Document excerpt |

## START

Breaking Boundaries: Aliaga and team advance urban-related content generation using 100 GPUs
08-04-2023
Associate Professor Daniel Aliaga
The research pushed the boundaries of what is possible in generating urban-related content. The utilization of the GPUs achieved unprecedented milestones to significantly contribute to various fields, from computer science to ecological sciences.
In a multidisciplinary endeavor that has far-reaching implications for computer science, urban planning, digital urban forestry, ecological sciences, and related domains, a team led by Daniel Aliaga, associate professor of computer science, has leveraged the power of 100 of the Rosen Center for Advanced Computing (RCAC)’s GPUs to advance the field of deep generation of urban-related content.
Aliaga, with PhD students Adnan Firoze, Liu He, Aocheng Li, and Nikhil Makkar, used the Gilbreth community cluster GPUs to create urban representations for 330 cities across the United States, with a significant emphasis on sustainability and the cities of the future.

## END

Requirement 1 |
In the article on urban content generation, how many US cities did the team create urban representations for?
Requirement 2 |
Reproduce the article on urban content generation word for word, from "Breaking Boundaries: Aliaga" up to and including "to ecological sciences.".

Stored data |

## START

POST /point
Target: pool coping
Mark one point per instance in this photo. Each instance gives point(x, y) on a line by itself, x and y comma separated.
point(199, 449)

## END

Correct answer 1 |
330 cities.

Correct answer 2 |
Breaking Boundaries: Aliaga and team advance urban-related content generation using 100 GPUs
08-04-2023
Associate Professor Daniel Aliaga
The research pushed the boundaries of what is possible in generating urban-related content. The utilization of the GPUs achieved unprecedented milestones to significantly contribute to various fields, from computer science to ecological sciences.